### Task to complete
All entries should be output exactly as they stand.

### Record set
— begin —
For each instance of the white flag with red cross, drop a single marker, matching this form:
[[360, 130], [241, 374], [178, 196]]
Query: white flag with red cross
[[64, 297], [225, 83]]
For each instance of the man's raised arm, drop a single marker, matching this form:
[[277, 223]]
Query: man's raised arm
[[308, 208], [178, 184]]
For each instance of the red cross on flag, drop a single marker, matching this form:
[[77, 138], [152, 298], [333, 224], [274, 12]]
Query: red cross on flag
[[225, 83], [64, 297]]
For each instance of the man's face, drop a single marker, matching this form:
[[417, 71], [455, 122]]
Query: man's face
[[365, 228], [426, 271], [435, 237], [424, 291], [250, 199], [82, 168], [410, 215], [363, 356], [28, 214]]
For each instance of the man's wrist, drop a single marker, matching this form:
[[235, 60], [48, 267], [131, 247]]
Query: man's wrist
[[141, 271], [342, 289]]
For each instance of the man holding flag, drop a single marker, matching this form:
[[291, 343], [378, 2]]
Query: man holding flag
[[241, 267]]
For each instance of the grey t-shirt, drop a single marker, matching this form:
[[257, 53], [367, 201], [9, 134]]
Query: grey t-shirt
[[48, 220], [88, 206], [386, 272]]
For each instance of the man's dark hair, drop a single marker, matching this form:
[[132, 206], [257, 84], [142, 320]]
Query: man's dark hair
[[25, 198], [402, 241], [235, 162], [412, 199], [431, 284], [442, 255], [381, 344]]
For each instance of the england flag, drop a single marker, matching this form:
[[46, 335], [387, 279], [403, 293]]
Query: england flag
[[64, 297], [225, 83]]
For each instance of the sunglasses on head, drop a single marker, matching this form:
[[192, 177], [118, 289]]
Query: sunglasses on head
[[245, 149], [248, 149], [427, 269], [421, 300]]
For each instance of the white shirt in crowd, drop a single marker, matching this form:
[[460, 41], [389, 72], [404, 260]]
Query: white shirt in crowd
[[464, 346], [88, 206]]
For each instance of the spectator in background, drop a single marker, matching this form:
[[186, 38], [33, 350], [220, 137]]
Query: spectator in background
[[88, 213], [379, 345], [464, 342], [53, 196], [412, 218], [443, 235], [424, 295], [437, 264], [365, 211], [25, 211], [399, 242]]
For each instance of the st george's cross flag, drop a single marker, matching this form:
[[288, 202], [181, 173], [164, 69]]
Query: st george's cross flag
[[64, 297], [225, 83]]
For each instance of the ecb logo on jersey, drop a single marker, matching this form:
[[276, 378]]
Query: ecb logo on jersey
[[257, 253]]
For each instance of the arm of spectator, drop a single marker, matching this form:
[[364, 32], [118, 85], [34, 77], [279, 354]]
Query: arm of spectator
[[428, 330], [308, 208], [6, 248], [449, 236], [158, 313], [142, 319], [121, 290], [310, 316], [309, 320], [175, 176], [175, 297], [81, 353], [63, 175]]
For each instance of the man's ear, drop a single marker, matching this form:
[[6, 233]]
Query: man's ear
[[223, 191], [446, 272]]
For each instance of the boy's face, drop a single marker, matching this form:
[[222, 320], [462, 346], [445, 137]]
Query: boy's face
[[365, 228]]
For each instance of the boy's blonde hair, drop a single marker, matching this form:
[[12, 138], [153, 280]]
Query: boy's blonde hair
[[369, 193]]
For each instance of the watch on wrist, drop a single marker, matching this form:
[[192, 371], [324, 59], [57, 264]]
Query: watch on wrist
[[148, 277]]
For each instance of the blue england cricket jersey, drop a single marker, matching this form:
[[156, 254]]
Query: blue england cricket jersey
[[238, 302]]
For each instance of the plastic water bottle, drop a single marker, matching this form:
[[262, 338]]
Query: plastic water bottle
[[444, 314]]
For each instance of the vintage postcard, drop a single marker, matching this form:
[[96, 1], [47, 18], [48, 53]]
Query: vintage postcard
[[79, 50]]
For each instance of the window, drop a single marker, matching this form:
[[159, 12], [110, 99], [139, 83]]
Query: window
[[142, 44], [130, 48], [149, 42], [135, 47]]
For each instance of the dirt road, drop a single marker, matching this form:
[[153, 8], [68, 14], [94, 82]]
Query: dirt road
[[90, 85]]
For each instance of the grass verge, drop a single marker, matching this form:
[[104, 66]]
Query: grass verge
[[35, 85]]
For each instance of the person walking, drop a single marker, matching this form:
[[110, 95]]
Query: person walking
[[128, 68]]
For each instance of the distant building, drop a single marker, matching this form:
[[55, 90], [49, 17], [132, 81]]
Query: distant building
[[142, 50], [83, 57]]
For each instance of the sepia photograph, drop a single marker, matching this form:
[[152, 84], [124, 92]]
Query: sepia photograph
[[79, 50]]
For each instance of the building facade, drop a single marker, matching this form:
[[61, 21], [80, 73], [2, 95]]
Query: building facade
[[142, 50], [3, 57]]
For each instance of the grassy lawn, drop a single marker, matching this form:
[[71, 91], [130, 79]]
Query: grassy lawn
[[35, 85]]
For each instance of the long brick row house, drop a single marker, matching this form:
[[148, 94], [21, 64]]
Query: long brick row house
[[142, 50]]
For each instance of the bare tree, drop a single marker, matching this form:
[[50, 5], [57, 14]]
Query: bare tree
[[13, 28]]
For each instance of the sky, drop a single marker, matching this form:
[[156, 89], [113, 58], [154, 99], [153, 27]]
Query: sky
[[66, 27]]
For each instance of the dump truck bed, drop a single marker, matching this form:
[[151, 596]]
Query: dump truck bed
— end —
### Finished task
For each instance of the white flag with red cross, drop a single marker, matching this form:
[[360, 130], [241, 374], [178, 196]]
Query: white flag with red cross
[[64, 297], [225, 83]]
For each instance of the man's raised arm, drop a single marker, matching this form:
[[277, 223]]
Query: man's raised arm
[[308, 208], [178, 184]]
For each instance of the red cross on flag, drop a single marker, matching this form:
[[77, 138], [152, 298], [333, 224], [274, 12]]
Query: red cross on flag
[[225, 83], [64, 297]]
For each instance of the man's face, drop a single marker, matching this form:
[[417, 71], [455, 122]]
Query: man's face
[[365, 228], [426, 271], [435, 237], [424, 291], [250, 199], [82, 168], [410, 215], [363, 356], [28, 214]]
For each instance of the man's wrist, drop a single marker, matching this form:
[[235, 60], [48, 267], [131, 247]]
Query: man's wrist
[[141, 271], [342, 289]]
For each instance of the man holding flag, drop a single marker, matching this form:
[[291, 343], [378, 2]]
Query: man holding flag
[[241, 267]]
For each instance of the grey t-shirt, drop a single marker, matching this form:
[[257, 53], [367, 201], [9, 134]]
Query: grey t-shirt
[[48, 220], [88, 206], [386, 272]]
For each instance of the man's dark hair, drop a single marker, matching this form:
[[132, 206], [257, 84], [142, 320]]
Query: man's dark hair
[[25, 198], [402, 241], [235, 162], [412, 199], [431, 284], [442, 255], [381, 344]]
For each instance of the england flag, drop a single marker, matching this form:
[[46, 335], [387, 279], [403, 293]]
Query: england flag
[[64, 297], [225, 83]]
For each instance of the sunglasses on head, drop a single marker, matching this form:
[[192, 177], [118, 289]]
Query: sunglasses on head
[[245, 149], [248, 149], [427, 269], [421, 300]]
For each instance of the white shirt in crowd, drop a single marker, matching this form:
[[460, 41], [389, 72], [404, 260]]
Query: white shirt in crowd
[[464, 346], [88, 206]]
For each instance of the spectator in background, drop a single marker, matching this form:
[[186, 38], [33, 350], [220, 137]]
Query: spectator in background
[[88, 213], [379, 345], [464, 342], [53, 196], [412, 218], [443, 235], [424, 295], [437, 264], [365, 211], [25, 211], [399, 242]]
For each instance of the st george's cross flag, drop a single marker, matching this form:
[[288, 202], [181, 173], [164, 69]]
Query: st george's cross flag
[[64, 297], [225, 83]]
For each instance of the ecb logo on jersey, drop a single marker, matching this form:
[[276, 378]]
Query: ecb logo on jersey
[[257, 253]]
For each instance of the arm of spectator, drop a single marker, matching this form:
[[364, 32], [118, 85], [34, 77], [279, 354]]
Query: arm of spectator
[[428, 330], [308, 208], [6, 248], [449, 236], [158, 313], [142, 319], [121, 290], [310, 316], [309, 320], [175, 176], [175, 297], [81, 353], [63, 175]]
For each instance of the man's ear, drop a single marker, matching this form:
[[6, 233]]
Query: man's ear
[[223, 191], [446, 272]]
For each instance of the boy's face, drop a single marker, matching this form:
[[222, 320], [462, 346], [445, 137]]
Query: boy's face
[[365, 228]]
For each instance of the boy's blonde hair, drop a single marker, matching this form:
[[12, 138], [153, 280]]
Query: boy's blonde hair
[[369, 193]]
For each instance of the watch on wrist, drop a single marker, matching this form:
[[192, 371], [324, 59], [57, 264]]
Query: watch on wrist
[[148, 277]]
For each instance of the blue england cricket jersey, drop a single marker, matching this form:
[[156, 254]]
Query: blue england cricket jersey
[[238, 302]]
For each instance of the plastic water bottle, drop a single marker, matching this form:
[[262, 338]]
Query: plastic water bottle
[[444, 314]]
For each instance of the vintage postcard, drop a single marker, matching this form:
[[96, 1], [47, 18], [48, 53]]
Query: vintage postcard
[[79, 50]]
For each instance of the window, drop a single marker, matching this form:
[[159, 12], [110, 99], [139, 83]]
Query: window
[[142, 44], [130, 48], [149, 42], [135, 47]]
For each instance of the dirt road, drop a single marker, matching this form:
[[153, 8], [68, 14], [94, 82]]
Query: dirt road
[[90, 85]]
For each instance of the grass verge, drop a single marker, matching this form:
[[104, 66]]
Query: grass verge
[[35, 85]]
For each instance of the person walking, drop a single marker, matching this form:
[[110, 95]]
Query: person walking
[[128, 68]]
For each instance of the distant building, drop a single marker, matching this form:
[[55, 90], [49, 17], [132, 81]]
Query: distant building
[[142, 50], [83, 57]]
For each instance of the sepia photograph, drop a single marker, matching this form:
[[152, 84], [124, 92]]
Query: sepia photograph
[[79, 50]]
For each instance of the building facade, drop a single marker, matching this form:
[[61, 21], [80, 73], [2, 95]]
Query: building facade
[[142, 50], [3, 57]]
For each instance of the grassy lawn, drop a single marker, matching this form:
[[71, 91], [130, 79]]
Query: grassy lawn
[[35, 85]]
For each instance of the long brick row house, drop a single marker, matching this form:
[[148, 94], [21, 64]]
Query: long brick row house
[[142, 50]]
For each instance of the bare tree, drop a single marker, matching this form:
[[50, 5], [57, 14]]
Query: bare tree
[[13, 28]]
For each instance of the sky, drop a single marker, matching this form:
[[156, 89], [113, 58], [154, 99], [153, 27]]
Query: sky
[[66, 27]]
For each instance of the dump truck bed, drop a single marker, matching this form:
[[151, 596]]
Query: dump truck bed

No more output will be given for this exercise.